Extract exactly the range of lines bounded by the line containing "of the light" and the final line of the listing, both ends included, and no other lines.

Coordinate annotation records:
— Start —

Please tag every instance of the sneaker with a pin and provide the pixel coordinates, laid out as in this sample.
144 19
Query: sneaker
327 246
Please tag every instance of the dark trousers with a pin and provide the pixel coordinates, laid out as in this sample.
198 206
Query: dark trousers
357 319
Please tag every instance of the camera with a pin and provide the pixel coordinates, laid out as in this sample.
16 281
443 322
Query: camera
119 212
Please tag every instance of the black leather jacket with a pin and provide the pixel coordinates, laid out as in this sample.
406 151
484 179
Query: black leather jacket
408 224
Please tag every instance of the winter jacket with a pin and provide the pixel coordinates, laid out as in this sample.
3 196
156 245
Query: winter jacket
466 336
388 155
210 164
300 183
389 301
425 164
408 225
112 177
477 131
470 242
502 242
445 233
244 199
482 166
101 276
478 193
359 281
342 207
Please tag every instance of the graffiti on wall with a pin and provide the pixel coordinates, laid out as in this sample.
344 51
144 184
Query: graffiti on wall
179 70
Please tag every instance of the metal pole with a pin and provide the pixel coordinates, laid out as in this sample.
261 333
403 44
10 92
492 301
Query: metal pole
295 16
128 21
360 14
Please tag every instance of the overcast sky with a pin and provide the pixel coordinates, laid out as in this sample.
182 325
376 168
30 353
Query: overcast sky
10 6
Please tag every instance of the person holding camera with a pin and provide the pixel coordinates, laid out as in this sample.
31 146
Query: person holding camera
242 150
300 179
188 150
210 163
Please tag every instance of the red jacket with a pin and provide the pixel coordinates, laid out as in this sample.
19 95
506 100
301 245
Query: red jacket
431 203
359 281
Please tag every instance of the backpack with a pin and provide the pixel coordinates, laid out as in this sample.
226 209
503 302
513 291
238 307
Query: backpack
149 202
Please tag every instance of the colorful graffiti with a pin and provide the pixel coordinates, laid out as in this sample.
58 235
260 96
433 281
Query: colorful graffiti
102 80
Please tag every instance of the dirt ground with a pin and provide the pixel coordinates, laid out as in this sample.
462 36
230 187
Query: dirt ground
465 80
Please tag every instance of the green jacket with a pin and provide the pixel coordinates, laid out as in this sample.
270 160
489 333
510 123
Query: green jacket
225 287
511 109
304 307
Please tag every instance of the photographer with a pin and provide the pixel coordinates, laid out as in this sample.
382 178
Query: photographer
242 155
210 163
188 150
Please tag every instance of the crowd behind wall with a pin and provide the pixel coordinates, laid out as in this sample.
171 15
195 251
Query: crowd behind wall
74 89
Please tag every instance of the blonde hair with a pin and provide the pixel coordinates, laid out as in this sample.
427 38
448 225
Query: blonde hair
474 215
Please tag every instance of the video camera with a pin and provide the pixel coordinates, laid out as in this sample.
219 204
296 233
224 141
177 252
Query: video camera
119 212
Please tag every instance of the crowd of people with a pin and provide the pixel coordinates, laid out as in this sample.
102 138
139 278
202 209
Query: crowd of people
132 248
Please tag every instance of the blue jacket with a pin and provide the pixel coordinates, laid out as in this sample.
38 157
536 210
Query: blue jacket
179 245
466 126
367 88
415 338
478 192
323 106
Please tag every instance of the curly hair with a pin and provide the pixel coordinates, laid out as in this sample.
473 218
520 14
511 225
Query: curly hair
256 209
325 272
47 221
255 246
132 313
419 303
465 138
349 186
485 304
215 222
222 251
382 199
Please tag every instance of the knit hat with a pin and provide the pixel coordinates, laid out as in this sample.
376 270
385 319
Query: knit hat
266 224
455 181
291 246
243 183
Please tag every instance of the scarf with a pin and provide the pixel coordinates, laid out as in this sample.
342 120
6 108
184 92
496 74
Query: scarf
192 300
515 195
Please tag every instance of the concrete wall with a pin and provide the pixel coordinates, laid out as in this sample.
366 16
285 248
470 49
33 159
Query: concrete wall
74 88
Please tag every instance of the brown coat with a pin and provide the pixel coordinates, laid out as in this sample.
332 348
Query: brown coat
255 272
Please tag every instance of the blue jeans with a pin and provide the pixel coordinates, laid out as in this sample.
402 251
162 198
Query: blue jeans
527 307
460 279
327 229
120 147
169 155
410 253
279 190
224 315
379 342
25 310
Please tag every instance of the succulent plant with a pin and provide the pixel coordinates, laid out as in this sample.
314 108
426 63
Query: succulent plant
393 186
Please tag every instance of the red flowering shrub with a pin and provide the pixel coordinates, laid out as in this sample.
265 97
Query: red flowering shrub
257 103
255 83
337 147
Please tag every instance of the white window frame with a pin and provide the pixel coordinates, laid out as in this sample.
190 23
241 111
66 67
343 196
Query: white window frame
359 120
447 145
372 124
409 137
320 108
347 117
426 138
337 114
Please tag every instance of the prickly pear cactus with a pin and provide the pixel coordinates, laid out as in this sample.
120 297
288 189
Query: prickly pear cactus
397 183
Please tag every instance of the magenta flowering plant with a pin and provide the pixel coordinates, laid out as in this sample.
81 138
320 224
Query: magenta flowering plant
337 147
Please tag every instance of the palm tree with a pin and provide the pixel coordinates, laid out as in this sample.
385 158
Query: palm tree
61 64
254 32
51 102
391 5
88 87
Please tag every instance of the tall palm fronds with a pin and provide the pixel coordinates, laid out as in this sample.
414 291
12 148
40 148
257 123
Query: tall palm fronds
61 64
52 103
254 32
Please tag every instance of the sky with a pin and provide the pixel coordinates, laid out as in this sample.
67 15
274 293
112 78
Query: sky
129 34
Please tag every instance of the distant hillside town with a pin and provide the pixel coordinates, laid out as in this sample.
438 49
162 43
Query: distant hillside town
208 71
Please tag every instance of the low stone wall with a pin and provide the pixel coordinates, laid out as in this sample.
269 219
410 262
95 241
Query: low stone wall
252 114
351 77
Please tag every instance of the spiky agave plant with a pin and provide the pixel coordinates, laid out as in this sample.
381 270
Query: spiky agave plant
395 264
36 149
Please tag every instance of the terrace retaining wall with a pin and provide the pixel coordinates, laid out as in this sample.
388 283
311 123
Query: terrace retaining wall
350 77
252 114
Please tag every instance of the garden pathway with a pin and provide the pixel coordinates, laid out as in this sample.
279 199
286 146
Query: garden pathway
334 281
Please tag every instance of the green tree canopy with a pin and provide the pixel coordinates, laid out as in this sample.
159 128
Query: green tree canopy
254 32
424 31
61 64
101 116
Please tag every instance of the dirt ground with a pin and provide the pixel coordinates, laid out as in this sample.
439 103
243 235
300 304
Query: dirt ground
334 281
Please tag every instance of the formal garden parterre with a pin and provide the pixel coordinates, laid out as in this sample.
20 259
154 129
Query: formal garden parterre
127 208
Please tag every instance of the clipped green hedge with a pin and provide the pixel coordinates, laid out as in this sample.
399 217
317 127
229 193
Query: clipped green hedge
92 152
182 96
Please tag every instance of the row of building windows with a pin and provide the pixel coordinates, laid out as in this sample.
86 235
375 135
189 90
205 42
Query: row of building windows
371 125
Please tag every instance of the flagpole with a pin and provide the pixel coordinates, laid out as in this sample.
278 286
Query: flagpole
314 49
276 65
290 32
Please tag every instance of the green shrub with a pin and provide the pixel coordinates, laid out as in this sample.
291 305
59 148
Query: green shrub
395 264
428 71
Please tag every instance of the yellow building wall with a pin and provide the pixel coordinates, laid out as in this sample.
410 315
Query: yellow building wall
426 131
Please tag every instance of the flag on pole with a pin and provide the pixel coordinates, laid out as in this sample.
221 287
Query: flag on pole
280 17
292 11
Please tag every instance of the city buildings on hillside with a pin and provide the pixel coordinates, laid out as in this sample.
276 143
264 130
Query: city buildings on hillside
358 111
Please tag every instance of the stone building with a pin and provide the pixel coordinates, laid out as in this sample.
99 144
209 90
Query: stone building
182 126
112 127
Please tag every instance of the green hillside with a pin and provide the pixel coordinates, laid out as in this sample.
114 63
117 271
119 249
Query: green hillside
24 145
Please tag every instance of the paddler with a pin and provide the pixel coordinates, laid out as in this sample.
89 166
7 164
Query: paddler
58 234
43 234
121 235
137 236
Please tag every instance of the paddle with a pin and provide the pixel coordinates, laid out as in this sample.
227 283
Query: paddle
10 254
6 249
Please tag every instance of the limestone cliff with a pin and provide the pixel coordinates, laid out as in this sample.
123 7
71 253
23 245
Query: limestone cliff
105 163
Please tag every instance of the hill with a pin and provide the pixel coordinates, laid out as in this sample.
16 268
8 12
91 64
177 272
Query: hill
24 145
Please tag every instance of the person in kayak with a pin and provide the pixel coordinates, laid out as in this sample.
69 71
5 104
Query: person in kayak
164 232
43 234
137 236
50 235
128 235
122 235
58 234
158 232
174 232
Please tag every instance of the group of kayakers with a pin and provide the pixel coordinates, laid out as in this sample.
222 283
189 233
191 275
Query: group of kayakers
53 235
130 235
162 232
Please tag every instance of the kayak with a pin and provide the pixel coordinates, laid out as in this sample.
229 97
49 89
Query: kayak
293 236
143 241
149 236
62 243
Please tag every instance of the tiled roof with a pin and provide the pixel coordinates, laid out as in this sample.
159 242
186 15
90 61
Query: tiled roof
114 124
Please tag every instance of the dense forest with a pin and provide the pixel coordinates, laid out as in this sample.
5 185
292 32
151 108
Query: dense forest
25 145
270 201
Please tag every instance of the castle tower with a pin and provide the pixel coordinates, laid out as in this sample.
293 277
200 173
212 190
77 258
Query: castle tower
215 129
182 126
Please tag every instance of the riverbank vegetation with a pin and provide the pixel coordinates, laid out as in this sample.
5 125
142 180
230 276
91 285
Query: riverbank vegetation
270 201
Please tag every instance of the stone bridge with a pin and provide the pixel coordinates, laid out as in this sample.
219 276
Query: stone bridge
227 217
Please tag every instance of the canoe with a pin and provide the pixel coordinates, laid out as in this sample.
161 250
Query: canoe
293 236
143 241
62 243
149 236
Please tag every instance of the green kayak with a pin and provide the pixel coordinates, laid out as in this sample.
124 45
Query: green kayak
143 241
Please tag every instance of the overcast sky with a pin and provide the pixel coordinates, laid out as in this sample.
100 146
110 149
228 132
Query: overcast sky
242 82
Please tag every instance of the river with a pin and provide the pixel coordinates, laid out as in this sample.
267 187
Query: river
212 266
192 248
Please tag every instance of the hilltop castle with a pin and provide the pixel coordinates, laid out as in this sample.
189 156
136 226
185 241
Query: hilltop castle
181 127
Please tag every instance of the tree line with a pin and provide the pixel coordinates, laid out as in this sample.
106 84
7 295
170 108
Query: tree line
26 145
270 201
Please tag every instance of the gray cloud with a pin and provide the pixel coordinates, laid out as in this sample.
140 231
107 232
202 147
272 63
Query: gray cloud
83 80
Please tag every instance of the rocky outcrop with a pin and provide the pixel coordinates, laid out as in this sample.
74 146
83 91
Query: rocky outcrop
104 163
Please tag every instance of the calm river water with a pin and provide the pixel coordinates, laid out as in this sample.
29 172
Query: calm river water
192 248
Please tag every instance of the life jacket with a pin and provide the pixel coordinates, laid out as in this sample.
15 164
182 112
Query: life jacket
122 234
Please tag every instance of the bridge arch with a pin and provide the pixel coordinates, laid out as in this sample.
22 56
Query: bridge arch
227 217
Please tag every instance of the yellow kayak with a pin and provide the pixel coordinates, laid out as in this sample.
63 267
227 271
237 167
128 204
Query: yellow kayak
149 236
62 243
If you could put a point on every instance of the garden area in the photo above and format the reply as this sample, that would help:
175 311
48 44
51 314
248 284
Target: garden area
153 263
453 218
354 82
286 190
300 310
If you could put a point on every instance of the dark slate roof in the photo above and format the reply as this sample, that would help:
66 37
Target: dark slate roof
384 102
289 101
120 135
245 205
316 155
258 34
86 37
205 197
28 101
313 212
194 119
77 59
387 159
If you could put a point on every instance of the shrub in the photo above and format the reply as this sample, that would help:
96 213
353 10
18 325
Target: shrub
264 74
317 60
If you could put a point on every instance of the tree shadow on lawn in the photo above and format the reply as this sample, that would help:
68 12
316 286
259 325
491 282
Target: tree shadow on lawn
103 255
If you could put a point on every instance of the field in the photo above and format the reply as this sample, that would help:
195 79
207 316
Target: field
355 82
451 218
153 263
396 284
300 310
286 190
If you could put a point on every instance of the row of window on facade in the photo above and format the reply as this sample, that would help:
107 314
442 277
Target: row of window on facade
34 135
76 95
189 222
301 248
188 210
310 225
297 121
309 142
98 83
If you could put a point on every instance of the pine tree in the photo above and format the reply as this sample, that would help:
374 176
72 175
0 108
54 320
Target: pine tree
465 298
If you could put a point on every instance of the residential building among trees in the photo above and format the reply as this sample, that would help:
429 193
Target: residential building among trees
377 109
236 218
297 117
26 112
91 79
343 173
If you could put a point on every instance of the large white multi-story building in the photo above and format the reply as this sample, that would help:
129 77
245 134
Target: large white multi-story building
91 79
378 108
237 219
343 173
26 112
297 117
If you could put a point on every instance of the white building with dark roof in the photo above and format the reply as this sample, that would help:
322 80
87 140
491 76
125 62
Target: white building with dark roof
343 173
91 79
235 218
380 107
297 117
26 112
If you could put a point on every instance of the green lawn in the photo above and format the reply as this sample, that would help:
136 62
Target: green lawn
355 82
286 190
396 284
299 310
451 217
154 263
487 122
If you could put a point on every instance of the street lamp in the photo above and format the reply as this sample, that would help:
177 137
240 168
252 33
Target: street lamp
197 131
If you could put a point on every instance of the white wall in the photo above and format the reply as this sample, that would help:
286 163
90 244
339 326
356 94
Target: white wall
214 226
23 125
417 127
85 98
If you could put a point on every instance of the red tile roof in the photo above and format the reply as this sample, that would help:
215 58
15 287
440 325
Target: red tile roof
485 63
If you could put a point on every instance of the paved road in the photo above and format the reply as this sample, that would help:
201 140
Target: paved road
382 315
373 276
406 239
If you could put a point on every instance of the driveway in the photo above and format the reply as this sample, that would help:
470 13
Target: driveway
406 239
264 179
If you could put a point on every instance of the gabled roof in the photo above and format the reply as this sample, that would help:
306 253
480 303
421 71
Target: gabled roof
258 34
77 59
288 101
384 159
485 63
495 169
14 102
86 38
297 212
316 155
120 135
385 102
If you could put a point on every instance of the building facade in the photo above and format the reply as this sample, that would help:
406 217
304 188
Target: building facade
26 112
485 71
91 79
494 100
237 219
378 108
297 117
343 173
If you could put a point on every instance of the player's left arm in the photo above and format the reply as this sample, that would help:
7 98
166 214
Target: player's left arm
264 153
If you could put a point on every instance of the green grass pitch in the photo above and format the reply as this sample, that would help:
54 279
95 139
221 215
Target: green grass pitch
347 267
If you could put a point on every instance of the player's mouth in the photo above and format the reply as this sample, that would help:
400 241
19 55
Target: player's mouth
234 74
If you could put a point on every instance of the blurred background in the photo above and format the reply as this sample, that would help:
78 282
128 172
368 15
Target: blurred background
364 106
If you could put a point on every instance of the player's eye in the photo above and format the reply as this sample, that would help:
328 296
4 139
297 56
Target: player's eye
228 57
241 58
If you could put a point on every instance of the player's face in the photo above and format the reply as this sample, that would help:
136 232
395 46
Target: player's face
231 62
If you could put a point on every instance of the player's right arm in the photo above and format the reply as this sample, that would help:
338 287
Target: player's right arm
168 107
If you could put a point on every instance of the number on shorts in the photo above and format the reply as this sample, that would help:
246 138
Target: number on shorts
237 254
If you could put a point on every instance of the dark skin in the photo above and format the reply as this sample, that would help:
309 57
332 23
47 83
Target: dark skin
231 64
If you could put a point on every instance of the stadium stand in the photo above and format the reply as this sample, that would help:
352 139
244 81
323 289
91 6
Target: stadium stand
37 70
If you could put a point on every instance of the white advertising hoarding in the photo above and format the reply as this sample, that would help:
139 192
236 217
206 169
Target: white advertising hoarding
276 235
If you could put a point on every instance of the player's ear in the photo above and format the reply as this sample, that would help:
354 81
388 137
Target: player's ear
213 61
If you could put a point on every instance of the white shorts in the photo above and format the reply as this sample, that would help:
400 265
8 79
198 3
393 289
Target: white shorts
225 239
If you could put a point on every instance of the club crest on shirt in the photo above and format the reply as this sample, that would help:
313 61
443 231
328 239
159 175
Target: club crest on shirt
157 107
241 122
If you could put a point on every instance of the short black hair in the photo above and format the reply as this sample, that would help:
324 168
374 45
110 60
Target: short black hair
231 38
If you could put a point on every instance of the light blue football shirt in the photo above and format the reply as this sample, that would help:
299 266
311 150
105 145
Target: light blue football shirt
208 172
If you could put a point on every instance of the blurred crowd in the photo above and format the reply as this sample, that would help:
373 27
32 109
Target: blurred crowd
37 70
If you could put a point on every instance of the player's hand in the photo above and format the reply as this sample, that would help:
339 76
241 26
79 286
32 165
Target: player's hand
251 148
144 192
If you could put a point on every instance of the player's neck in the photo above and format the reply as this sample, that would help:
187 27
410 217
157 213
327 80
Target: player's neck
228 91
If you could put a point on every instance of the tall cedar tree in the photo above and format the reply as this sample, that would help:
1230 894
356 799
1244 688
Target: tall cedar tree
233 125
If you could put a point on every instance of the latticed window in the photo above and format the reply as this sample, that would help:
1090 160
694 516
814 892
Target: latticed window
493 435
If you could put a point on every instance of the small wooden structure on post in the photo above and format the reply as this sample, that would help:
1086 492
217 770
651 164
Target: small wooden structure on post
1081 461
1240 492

— End —

» **Task answer**:
If you could put a point on every instance of the light blue football shirt in the photo above and format the reply as this sample, that would help:
299 266
311 150
105 145
Target: light blue football shirt
208 172
If you could put a point on every instance of the blurred crowd in the photo above and format the reply as this sample, that would help:
373 27
32 109
Target: blurred crowd
37 70
If you could put a point on every instance of the player's hand in the photo above and format the reply as this sample, that would help:
339 76
241 26
79 286
32 165
Target: player's hand
251 148
144 192
If you could put a point on every instance of the player's neck in the photo above and format the reply as this sample, that would help:
187 27
410 217
157 213
327 80
Target: player's neck
228 91
If you could put a point on every instance of the tall cedar tree in the photo above and format the reply as this sample, that would help:
1230 894
356 799
1244 688
Target: tall cedar tree
233 125
If you could put a point on every instance of the latticed window in the photo above and format the reply as this sample, that would help:
1090 160
694 516
814 892
Target: latticed window
493 435
If you could put a point on every instance of the small wooden structure on post in the photo above and format the reply as this sample, that would help:
1086 492
217 770
651 164
Target: small wooden structure on post
1081 461
1240 492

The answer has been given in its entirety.